## DATA FOR THIS TASK
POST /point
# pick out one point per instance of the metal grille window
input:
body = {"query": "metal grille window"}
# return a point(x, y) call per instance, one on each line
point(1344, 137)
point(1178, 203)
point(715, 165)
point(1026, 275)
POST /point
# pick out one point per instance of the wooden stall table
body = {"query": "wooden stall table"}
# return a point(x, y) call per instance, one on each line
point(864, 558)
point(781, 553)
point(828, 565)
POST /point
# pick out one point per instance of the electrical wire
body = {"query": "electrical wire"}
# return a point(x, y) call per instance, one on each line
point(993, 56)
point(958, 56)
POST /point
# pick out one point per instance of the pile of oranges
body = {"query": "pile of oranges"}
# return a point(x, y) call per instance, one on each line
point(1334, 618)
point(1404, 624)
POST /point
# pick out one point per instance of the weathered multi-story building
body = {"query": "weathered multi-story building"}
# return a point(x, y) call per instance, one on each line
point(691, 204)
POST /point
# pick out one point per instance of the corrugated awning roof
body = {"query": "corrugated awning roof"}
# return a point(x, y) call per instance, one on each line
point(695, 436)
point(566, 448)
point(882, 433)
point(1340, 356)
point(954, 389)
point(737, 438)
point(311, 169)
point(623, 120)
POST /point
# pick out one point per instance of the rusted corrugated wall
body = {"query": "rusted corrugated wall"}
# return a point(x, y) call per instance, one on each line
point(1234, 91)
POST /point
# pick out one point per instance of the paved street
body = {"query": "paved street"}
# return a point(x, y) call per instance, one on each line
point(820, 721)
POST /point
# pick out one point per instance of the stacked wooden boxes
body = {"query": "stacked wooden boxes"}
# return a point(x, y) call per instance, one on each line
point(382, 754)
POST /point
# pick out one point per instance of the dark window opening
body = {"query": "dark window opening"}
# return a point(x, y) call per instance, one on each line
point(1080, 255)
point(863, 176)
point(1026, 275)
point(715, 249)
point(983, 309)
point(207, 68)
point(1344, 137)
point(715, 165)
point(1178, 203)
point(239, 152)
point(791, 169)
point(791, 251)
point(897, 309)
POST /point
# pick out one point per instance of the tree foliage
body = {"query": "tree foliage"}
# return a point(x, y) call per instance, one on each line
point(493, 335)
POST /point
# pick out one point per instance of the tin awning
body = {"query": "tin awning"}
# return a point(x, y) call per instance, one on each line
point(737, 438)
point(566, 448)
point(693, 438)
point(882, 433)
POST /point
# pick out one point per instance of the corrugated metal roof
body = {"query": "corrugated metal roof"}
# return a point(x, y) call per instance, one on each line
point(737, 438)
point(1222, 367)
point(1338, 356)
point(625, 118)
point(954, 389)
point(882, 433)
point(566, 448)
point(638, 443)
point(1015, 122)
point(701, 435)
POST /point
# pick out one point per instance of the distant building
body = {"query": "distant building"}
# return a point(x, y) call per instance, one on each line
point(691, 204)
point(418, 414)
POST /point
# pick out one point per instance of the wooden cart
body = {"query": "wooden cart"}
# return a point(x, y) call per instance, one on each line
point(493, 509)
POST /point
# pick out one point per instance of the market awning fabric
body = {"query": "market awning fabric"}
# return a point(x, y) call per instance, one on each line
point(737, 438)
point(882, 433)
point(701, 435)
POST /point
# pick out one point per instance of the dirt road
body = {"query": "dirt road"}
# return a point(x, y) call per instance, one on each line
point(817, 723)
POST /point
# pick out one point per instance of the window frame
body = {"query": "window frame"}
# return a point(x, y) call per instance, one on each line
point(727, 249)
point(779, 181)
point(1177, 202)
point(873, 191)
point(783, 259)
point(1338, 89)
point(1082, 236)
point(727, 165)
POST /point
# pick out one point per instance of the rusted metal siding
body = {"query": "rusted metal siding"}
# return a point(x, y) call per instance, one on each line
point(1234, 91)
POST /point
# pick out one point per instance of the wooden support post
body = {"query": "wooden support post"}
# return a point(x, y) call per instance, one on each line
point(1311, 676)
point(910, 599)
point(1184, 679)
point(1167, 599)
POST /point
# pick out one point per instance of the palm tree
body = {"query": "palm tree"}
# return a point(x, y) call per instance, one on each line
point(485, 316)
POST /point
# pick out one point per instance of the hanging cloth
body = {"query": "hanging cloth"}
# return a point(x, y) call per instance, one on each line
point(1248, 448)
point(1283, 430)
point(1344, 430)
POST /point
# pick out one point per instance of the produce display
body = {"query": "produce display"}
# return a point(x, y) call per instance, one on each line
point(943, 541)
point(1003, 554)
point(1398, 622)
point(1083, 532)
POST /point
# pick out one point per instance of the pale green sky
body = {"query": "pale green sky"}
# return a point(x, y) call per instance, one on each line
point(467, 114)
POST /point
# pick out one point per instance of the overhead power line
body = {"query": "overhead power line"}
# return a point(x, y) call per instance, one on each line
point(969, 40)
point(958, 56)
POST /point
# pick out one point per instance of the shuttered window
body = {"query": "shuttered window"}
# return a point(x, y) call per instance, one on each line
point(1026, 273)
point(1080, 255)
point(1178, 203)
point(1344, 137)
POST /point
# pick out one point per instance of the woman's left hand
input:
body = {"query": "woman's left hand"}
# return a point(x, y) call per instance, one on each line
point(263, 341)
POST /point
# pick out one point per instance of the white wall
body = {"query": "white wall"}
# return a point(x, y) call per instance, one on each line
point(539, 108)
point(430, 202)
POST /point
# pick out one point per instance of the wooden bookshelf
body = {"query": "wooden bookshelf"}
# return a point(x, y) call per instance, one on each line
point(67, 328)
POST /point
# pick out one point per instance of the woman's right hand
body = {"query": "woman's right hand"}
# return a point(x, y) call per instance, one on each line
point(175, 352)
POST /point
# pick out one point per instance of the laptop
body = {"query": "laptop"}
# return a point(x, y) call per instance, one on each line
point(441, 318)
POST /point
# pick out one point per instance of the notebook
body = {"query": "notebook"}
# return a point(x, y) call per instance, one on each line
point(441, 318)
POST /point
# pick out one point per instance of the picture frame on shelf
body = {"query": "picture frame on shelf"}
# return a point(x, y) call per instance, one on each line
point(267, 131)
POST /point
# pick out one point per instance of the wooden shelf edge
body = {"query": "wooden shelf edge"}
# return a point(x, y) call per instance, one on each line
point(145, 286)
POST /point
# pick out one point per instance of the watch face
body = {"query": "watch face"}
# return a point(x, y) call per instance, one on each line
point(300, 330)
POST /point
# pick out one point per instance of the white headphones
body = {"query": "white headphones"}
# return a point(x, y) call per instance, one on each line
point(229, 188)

## BRIEF
The data above needs retyping. Reproduce each line exactly.

## RESPONSE AREA
POST /point
# pick out one point per instance of the metal grille window
input:
body = {"query": "metal grille window"}
# return a point(x, y) call per instance, one on each line
point(1344, 137)
point(1178, 203)
point(715, 165)
point(1026, 275)
POST /point
# pick out one point per instance of the wooden stall table
body = {"query": "wooden stall table"}
# return a point(x, y) call per instance, one on each line
point(864, 558)
point(781, 553)
point(828, 565)
POST /point
# pick out one point per instance of the electrical wire
body = {"query": "electrical wire"}
# return a point(x, y) call per instance, one on each line
point(993, 56)
point(958, 56)
POST /point
# pick out one point per instance of the pile of oranges
body = {"query": "pile of oranges"}
# return a point(x, y) call per instance, one on each line
point(1334, 618)
point(1404, 624)
POST /point
# pick out one point per instance of the weathered multi-story building
body = {"query": "weathered multi-story building"}
# return a point(x, y) call per instance, one on each line
point(691, 204)
POST /point
# pick out one point per instance of the corrugated awning roof
body = {"query": "corrugated awning roof"}
# return a point(x, y) call per instance, one on each line
point(695, 436)
point(566, 448)
point(882, 433)
point(1340, 356)
point(954, 389)
point(737, 438)
point(311, 169)
point(623, 120)
POST /point
# pick out one point per instance of the rusted corrugated wall
body = {"query": "rusted corrugated wall"}
# return a point(x, y) call per instance, one on each line
point(1234, 91)
POST /point
# pick out one point per instance of the paved street
body = {"query": "paved street"}
# return a point(x, y) call per instance, one on each line
point(820, 721)
POST /point
# pick out one point per instance of the stacked wooden boxes
body = {"query": "stacked wooden boxes"}
# return a point(x, y) call per instance, one on each line
point(382, 754)
POST /point
# pick out one point per instance of the dark window opening
body = {"query": "dark window opening"}
# return a point(x, y) call per instance, one on each line
point(1080, 255)
point(863, 176)
point(1026, 275)
point(715, 249)
point(983, 309)
point(207, 68)
point(1344, 137)
point(715, 165)
point(1178, 203)
point(239, 152)
point(791, 169)
point(791, 251)
point(897, 309)
POST /point
# pick out one point per instance of the tree foliage
body = {"query": "tree foliage"}
# return a point(x, y) call per instance, one on each line
point(493, 335)
POST /point
# pick out one point per instance of the tin awning
body = {"query": "tin awning"}
# return a point(x, y) call per instance, one on each line
point(737, 438)
point(566, 448)
point(693, 438)
point(882, 433)
POST /point
# pick out one point per instance of the corrugated metal roof
body = {"query": "corrugated metal roof"}
# return a point(x, y) call per instance, one on each line
point(737, 438)
point(1222, 367)
point(1338, 356)
point(625, 118)
point(954, 389)
point(882, 433)
point(566, 448)
point(638, 443)
point(1015, 122)
point(701, 435)
POST /point
# pick out one point per instance of the distant building
body = {"query": "distant building"}
# return a point(x, y) call per instance, one on each line
point(691, 204)
point(418, 414)
POST /point
# pick out one point per instance of the wooden cart
body = {"query": "wooden cart"}
# return a point(x, y) call per instance, one on each line
point(493, 509)
POST /point
# pick out one point per instance of the market awning fabric
body = {"query": "market awning fabric"}
# return a point(x, y) call per instance, one on each line
point(737, 438)
point(882, 433)
point(701, 435)
POST /point
# pick out one point per instance of the dirt road
body = {"query": "dirt road"}
# return a point(x, y) call per instance, one on each line
point(817, 723)
POST /point
# pick out one point per instance of the window frame
body = {"query": "window frame"}
# return a point(x, y) call per instance, one on each line
point(727, 249)
point(779, 181)
point(1177, 202)
point(873, 191)
point(783, 259)
point(1338, 89)
point(1082, 236)
point(727, 165)
POST /point
# pick out one point per instance of the rusted metal siding
body = {"query": "rusted metal siding"}
# return a point(x, y) call per instance, one on each line
point(1234, 91)
POST /point
# pick out one point per instance of the wooden support post
body = {"query": "wooden support post"}
# return a point(x, y) call per instance, one on each line
point(1311, 676)
point(910, 599)
point(1184, 679)
point(1167, 599)
POST /point
# pick out one point per instance of the palm tree
body = {"query": "palm tree"}
# return a point(x, y) call per instance, one on each line
point(485, 316)
POST /point
# pick out one point per instance of the hanging cloth
body = {"query": "hanging cloth"}
# return a point(x, y) call per instance, one on each line
point(1248, 448)
point(1283, 430)
point(1344, 430)
POST /point
# pick out one point per instance of the produce display
body = {"query": "produce display"}
# return a point(x, y) call per instance, one on each line
point(943, 541)
point(1003, 554)
point(1398, 622)
point(1083, 532)
POST /point
# pick out one point per instance of the pale green sky
body = {"query": "pale green sky"}
# return a point(x, y) call per instance, one on each line
point(467, 114)
POST /point
# pick out one point per instance of the overhead power line
body = {"query": "overhead power line"}
# return a point(x, y) call per instance, one on each line
point(969, 40)
point(958, 56)
POST /point
# pick out one point per instance of the shuttered window
body = {"query": "shuttered window"}
# return a point(x, y) call per instance, one on each line
point(1026, 273)
point(1080, 255)
point(1178, 203)
point(1344, 137)
POST /point
# pick out one point per instance of the woman's left hand
input:
body = {"query": "woman's left hand"}
# return a point(x, y) call per instance, one on each line
point(263, 341)
POST /point
# pick out one point per instance of the white wall
body = {"query": "white wall"}
# return a point(x, y) call per instance, one on each line
point(539, 108)
point(430, 202)
POST /point
# pick out one point per instance of the wooden bookshelf
body = {"query": "wooden bookshelf"}
# return a point(x, y) call per instance, one on each line
point(67, 328)
POST /point
# pick out one point per instance of the woman's right hand
body = {"query": "woman's right hand"}
# return a point(x, y) call per instance, one on each line
point(175, 352)
POST /point
# pick out one point per instance of the laptop
body = {"query": "laptop"}
# return a point(x, y) call per instance, one on each line
point(441, 318)
POST /point
# pick out one point per instance of the notebook
body = {"query": "notebook"}
# return a point(x, y) call per instance, one on each line
point(441, 318)
POST /point
# pick out one point per instance of the picture frame on shelf
body = {"query": "picture frame on shelf"}
# return a point(x, y) call per instance, one on each line
point(267, 131)
POST /point
# pick out one point per instance of the wooden shelf edge
body = {"query": "wooden shelf edge"}
# return a point(x, y) call per instance, one on each line
point(145, 286)
POST /point
# pick out one point per instance of the watch face
body = {"query": "watch face"}
# return a point(x, y) call per instance, one on each line
point(300, 330)
POST /point
# pick out one point per instance of the white headphones
body = {"query": "white headphones"}
# return a point(x, y) call per instance, one on each line
point(229, 188)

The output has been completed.